# Brent's 2018 journal



## Brent T (Oct 23, 2017)

I'm Brent. I'm going to try to keep a journal here.

Front yard. The darker green grass in the front is from last June when I got hooked up to city water. They used a darker sod when they repaired the lawn. It often looks like a larger contrast than this picture shows.

The grass close to the street was all sodded in late 2016 when the water main was put in. It matches the existing grass. I think the front is looking good, but I found some quackgrass near the driveway. I'm not sure if I'll spray it or paint it with Round Up.


Side yard. I started to cut and spray my neighbors side for weeds since she wasn't taking care of it. This area has some challenges with dense shade from her Norway Maple.





Back yard. Some of the grass close to where I was standing came back thinner this year, but I'm satisfied here. There is a lot of shade in the background from burr oaks. I lost a lot of perennials over the winter. I might put annuals in their place this year.

What I've done so far.
April 30 - pre-emergent Hi-Yield crabgrass preventer 
May 20 - 3 bags Milorganite (~0.54 lbs N/M)
May 21 - spot spray weeds with Weed B Gon

Last cut was 2.5 inch. The previous cuts were at 3 when it was super hot.

Here is another picture of the front from last week.


----------



## Brent T (Oct 23, 2017)

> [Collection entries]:
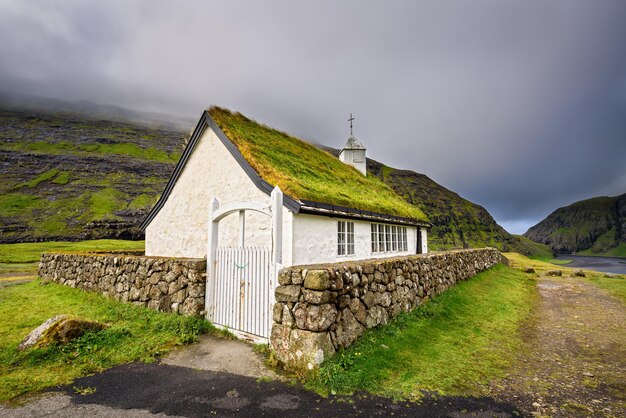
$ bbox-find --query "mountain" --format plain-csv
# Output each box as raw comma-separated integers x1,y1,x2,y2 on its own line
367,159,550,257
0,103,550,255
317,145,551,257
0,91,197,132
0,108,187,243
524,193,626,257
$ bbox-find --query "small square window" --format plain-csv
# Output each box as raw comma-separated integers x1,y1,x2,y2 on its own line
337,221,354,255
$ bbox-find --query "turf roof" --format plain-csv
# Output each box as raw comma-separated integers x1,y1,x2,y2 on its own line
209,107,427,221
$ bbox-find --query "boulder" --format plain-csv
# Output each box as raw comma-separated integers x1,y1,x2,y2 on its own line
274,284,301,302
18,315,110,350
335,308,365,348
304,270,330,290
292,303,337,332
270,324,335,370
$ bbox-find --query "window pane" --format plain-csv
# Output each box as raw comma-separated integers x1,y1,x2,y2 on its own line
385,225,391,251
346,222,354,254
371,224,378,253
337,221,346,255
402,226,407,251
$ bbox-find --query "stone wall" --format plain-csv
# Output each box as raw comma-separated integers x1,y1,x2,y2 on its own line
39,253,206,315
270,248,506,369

> [Exercise requirements]:
Repeat the part of the lawn journal that begins at the words "I'm Brent. I'm" and stops after "this picture shows.".

> [Correct answer]:
I'm Brent. I'm going to try to keep a journal here.

Front yard. The darker green grass in the front is from last June when I got hooked up to city water. They used a darker sod when they repaired the lawn. It often looks like a larger contrast than this picture shows.